### [Given instruction 1]
In the essay about growing up near Austin, when did the writer's parents move to Lake Austin?
### [Given instruction 2]
Pick up the essay about needing space and growing up near Austin, and write on from its final line.

** Start Excerpted text **

Head Space




Anchoring in today to #beresilient with 

Space


About three years ago I thought I was suffocating. Busy roads. So many people. Confined. I would no longer ride my road bike, so had I lost that particular feeling of freedom. Still had the trails; thankful for that. But for some reason, the walls of life were closing in. I couldn't explain it, and at the time, really didn't understand it.

I'm a born and raised Austinite. My parents moved to Lake Austin in the early 1950's and I was born in a very remote location west of Austin in the early 60's. My most "remote" memory growing up was cresting the RR620 hill coming down by St Luke's Church and looking down into the vastness of Lake Travis and the upper hills of Lake Austin surrounding Mansfield Dam. There was one single light in that entire landscape that pierced the darkness for decades. "I wonder whose light that is?" I'd question every time I saw it. Just one. One single light in that entire panoramic view. (Except during the holidays - LCRA would put Christmas lights up along the guardrails of Mansfield Dam - back in the day when you actually drove over that narrow expanse!)

Space.

** End Excerpted text **
** Start Provided information **

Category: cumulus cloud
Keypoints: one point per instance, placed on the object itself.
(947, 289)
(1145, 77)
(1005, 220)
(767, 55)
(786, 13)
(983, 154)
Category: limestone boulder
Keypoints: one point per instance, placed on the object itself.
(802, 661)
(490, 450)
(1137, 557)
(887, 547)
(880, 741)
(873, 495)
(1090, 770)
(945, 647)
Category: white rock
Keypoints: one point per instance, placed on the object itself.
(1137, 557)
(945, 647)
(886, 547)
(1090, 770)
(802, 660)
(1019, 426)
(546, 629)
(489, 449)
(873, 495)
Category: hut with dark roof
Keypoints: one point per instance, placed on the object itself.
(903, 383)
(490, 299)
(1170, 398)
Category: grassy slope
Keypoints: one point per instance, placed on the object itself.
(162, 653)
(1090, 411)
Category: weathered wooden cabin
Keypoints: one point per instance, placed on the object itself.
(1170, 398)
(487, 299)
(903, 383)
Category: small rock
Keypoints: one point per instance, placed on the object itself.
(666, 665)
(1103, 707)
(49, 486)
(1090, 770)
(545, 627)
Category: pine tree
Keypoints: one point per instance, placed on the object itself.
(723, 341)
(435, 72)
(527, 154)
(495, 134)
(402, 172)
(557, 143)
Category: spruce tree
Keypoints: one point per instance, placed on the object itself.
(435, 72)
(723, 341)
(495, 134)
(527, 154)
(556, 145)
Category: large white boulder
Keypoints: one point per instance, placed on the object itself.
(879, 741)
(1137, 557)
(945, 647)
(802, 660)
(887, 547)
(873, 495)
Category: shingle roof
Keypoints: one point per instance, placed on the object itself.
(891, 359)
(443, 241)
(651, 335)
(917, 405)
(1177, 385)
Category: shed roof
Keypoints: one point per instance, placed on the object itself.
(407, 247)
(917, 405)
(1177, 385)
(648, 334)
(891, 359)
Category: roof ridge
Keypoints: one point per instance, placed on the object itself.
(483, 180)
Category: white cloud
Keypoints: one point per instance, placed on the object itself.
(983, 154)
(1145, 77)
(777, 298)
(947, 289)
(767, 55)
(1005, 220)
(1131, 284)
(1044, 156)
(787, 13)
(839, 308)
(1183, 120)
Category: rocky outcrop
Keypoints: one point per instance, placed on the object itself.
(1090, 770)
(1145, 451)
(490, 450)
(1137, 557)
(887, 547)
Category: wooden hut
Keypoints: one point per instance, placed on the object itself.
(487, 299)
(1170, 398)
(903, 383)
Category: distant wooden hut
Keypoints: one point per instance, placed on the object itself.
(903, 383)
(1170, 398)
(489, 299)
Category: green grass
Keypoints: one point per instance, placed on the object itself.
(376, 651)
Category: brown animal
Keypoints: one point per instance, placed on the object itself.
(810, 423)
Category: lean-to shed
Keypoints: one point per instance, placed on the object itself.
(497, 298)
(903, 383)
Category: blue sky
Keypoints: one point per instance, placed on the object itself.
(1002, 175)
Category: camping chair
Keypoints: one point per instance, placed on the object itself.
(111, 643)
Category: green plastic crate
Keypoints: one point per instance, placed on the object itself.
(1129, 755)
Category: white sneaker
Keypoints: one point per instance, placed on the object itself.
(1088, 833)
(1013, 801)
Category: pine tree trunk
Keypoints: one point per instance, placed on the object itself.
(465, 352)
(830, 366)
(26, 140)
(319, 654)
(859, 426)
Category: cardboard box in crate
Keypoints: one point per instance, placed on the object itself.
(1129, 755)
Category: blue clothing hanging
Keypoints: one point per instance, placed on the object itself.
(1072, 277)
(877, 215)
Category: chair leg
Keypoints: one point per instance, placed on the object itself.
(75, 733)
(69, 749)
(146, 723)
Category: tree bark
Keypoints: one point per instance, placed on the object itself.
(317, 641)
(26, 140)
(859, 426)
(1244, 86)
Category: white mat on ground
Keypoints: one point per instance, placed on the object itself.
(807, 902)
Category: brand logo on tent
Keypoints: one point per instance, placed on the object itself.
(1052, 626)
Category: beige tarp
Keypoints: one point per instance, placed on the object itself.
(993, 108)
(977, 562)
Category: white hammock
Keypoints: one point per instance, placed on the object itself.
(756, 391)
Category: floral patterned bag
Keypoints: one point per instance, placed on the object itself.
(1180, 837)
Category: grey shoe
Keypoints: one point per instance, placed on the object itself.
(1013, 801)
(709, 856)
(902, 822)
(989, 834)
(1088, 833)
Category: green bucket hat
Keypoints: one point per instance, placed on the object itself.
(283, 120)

** End Provided information **

### [Written answer 1]
In the early 1950s.

### [Written answer 2]
I was born with lots of it. We were surrounded by thousands of acres of a working cattle ranch, and fortunate enough to have access to the trails to ride, run and play. My dad would sit me atop my horse, pop her in the flank and tell me to be home by dinner - at the age of six. No boundaries. No rules. No need. The only confines was the setting sun, as I knew that was my time clock and mom would worry if I didn't beat it back. There was nothing like just being able to "go". Roam. Think. Play. Explore. Adventure. Be Free.

Space.

Three years ago we were visiting our son in Arizona and I had a defining moment of what that stifling sensation in my life was. It wasn't the actual physical space that my body needed most, but the mental space of which the openness created for me. I remember cresting a rise on a trail mountain biking and looking out and seeing nothing but nature - vastness, air, no boundaries, no people. Miles upon miles of nothing but this vista of nature. I immediately felt a wave of tension move away from my body. It made me realize that I had been missing the physical space which had a direct connection to my mental space.

Space.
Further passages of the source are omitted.